### Selection
start
I wonder if those requirements are comatible with NIO... since they are
not compatible with select()...

I think so. Here's the scheme, based on your idea about dispatching
work to a thread pool:
() One thread manages the Selector, much as you already have.
() When it detects one or more ready IO operations, it iterates through
the selected keys and assigns the appropriate IO operation on the
associated Channel to a thread from a thread pool, after first clearing
the key's interest ops.
() After processing the whole list, the selector thread invokes a new
select().

() The threads from your pool, upon being awakend and assigned a new
SelectionKey, retrieve the channel, perform as much of the required
operation as they can without blocking, set the appropriate interest
operations on the key, and then wakeup() the Selector before going back
to sleep. (The wakeup is essential to make the Selector notice the
change in the key's interest operations.)
() After a read, as much of the data read as possible should be
written; if that's all of it then the new interest set is OP_READ;
otherwise it is OP_WRITE.
() Remember to close() the _channel_ (which will also implicitly cancel
all associated selection keys) when closure of the remote side is
detected. It is not clear to me from the API docs whether closing the
underlying Socket causes the channel to be closed (or the reverse).

() The selector thread must be prepared for the possibility that no
selection keys are ready when select() returns, but that shouldn't be hard.
The threads that perform Channel registrations also call select(). But as
long as the others do not cycle there will only be one thread able to
process the newly registered channels.

Besides your guesses seems to be correct.

I don't think it necessary for multiple channels to call select(), as
long as you wakeup() the Selector at appropriate points. You might need
to apply a bit of synchronization (for instance, so that the Selector
doesn't go back into select() too soon) but I think it could be worked
out. Rather than synchronizing on the Selector itself you might want to
create a simple mutex.
I'm a strong believer in the Selector approach. However i'd rather have
implemented "completion" selects (as it is done in IOCP) because it makes
MT programs easier to write.

In other words, IOCP already provides a packaged equivalent to the
approach I describe above? Or is there something I missed that it does
and the above doesn't?
Great. There is a way to wake up the selector without io operation being
triggered.

Many people would consider that a good thing. For instance, it makes it
easier to cleanly shut down. It also makes it possible to make the
Selector take notice of changes to its keys' interest op sets, a
facility that my suggested approach makes use of.
end
### Given task 1
Write out the stretch of the Selector discussion from "I'm a strong" through "easier to write.".
### Given task 2
According to the Selector discussion, why must the pool threads call wakeup() on the Selector?
The material after the Selector discussion isn't needed here.

(Dataset excerpt)
start
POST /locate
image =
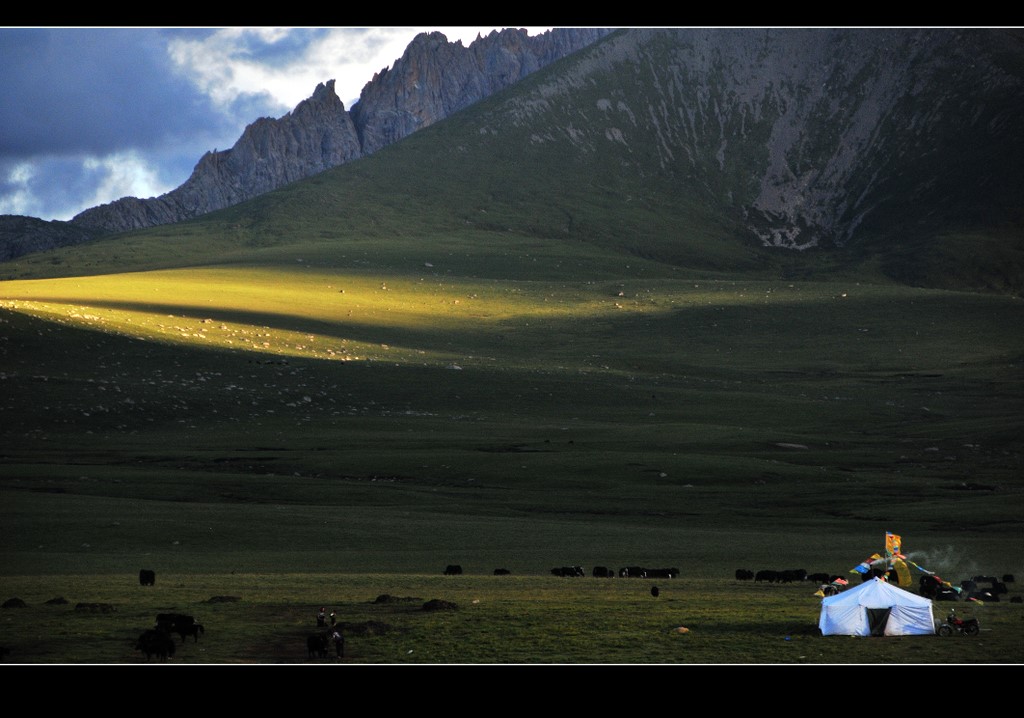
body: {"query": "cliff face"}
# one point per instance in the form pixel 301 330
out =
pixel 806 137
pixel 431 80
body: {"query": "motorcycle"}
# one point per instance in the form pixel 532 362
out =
end
### Full output 1
I'm a strong believer in the Selector approach. However i'd rather have
implemented "completion" selects (as it is done in IOCP) because it makes
MT programs easier to write.

### Full output 2
The wakeup makes the Selector notice the change in the key's interest operations.